### EXTRAIT CHOISI ###
France | France, Cour administrative d'appel de Lyon, 6ème chambre, 11 février 2021, 20LY02226


Vu la procédure suivante :

Procédure contentieuse antérieure :

I - Par une requête, enregistrée sous le n° 1902544, Mme A... F... épouse G... a demandé au tribunal administratif de Clermont-Ferrand d'annuler l'arrêté du 22 novembre 2019 par lequel la préfète de l'Allier a refusé de lui délivrer un titre de séjour, l'a obligée à quitter le territoire français dans un délai de trente jours et a fixé le pays à destination duquel elle pourra être reconduite d'office et d'enjoindre à la préfète de l'Allier de lui délivrer un certificat de résidence algérien

portant la mention " vie privée et familiale " dans un délai d'un mois à compter de la...

Vu la procédure suivante :

Procédure contentieuse antérieure :

I - Par une requête, enregistrée sous le n° 1902544, Mme A... F... épouse G... a demandé au tribunal administratif de Clermont-Ferrand d'annuler l'arrêté du 22 novembre 2019 par lequel la préfète de l'Allier a refusé de lui délivrer un titre de séjour, l'a obligée à quitter le territoire français dans un délai de trente jours et a fixé le pays à destination duquel elle pourra être reconduite d'office et d'enjoindre à la préfète de l'Allier de lui délivrer un certificat de résidence algérien portant la mention " vie privée et familiale " dans un délai d'un mois à compter de la notification du jugement.

Par un jugement n° 1902544 du 30 juin 2020, le tribunal administratif de Clermont-Ferrand a rejeté sa demande.

II - Par une requête, enregistrée sous le n° 1902545 M. D... G... a demandé au tribunal administratif de Clermont-Ferrand d'annuler l'arrêté du 22 novembre 2019 par lequel la préfète de l'Allier a refusé de lui délivrer un titre de séjour, l'a obligé à quitter le territoire français dans un délai de trente jours et a fixé le pays à destination duquel il pourra être reconduit d'office et d'enjoindre à la préfète de l'Allier de lui délivrer un certificat de résidence algérien portant la mention " vie privée et familiale " dans un délai d'un mois à compter de la notification du jugement.
### DONNÉES EXTRAITES ###
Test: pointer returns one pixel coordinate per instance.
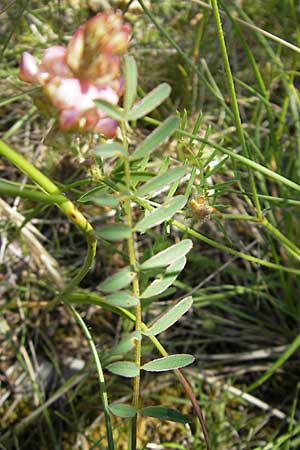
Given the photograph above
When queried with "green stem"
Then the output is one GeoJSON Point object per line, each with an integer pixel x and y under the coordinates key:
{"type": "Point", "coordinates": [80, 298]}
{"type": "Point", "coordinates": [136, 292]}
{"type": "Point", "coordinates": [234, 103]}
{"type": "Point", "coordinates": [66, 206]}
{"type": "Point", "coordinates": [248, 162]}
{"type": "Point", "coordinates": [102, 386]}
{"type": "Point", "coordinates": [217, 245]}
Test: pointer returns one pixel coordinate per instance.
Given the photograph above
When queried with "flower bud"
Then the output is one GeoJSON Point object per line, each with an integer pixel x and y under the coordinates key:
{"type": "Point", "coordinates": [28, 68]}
###
### DONNÉES EXTRAITES ###
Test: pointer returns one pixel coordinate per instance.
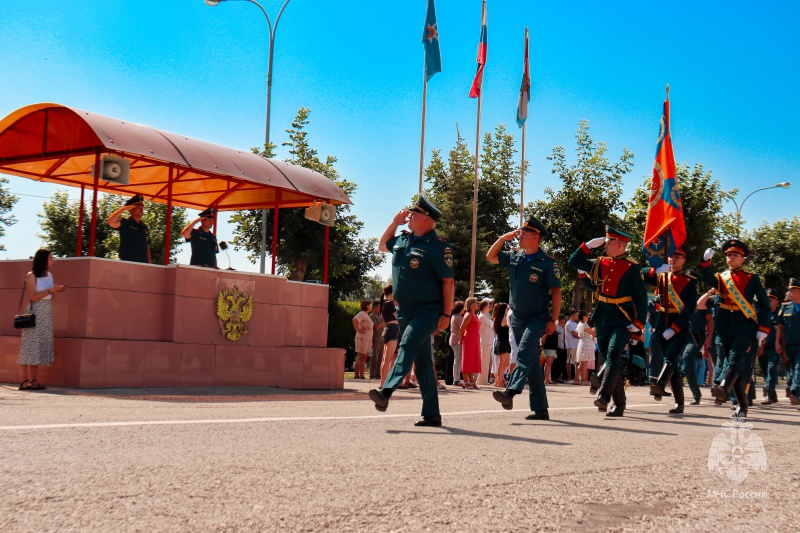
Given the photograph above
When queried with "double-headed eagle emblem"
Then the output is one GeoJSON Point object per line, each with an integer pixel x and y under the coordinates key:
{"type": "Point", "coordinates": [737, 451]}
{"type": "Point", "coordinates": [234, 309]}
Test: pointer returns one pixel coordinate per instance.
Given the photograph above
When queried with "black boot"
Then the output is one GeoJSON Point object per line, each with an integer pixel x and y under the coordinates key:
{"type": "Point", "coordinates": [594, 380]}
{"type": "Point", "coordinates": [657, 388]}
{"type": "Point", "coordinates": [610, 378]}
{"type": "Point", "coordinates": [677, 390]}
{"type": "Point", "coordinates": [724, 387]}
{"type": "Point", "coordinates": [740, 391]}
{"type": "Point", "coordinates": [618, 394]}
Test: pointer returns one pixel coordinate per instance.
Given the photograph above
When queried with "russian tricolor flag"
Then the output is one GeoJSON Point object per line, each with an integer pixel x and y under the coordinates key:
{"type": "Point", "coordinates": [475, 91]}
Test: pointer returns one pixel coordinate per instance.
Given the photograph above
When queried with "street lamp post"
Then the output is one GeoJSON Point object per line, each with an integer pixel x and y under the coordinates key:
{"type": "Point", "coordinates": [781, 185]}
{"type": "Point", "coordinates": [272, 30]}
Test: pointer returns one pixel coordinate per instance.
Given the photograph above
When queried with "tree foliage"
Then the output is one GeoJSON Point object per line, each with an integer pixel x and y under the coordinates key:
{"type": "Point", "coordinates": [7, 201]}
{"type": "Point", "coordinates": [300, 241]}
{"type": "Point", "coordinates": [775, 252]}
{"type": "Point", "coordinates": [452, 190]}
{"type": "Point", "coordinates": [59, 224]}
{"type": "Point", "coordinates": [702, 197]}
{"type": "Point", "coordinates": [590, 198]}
###
-- EXERCICE A --
Recopiez à l'identique le passage de la décision de justice qui va de « France | France, Cour » jusqu'à « compter de la... » inclus.
-- EXERCICE B --
Combien de lignes des enregistrements contiennent le mot « When » ? Donnez seulement ce nombre.

-- RÉPONSE A --
France | France, Cour administrative d'appel de Lyon, 6ème chambre, 11 février 2021, 20LY02226


Vu la procédure suivante :

Procédure contentieuse antérieure :

I - Par une requête, enregistrée sous le n° 1902544, Mme A... F... épouse G... a demandé au tribunal administratif de Clermont-Ferrand d'annuler l'arrêté du 22 novembre 2019 par lequel la préfète de l'Allier a refusé de lui délivrer un titre de séjour, l'a obligée à quitter le territoire français dans un délai de trente jours et a fixé le pays à destination duquel elle pourra être reconduite d'office et d'enjoindre à la préfète de l'Allier de lui délivrer un certificat de résidence algérien

portant la mention " vie privée et familiale " dans un délai d'un mois à compter de la...

-- RÉPONSE B --
7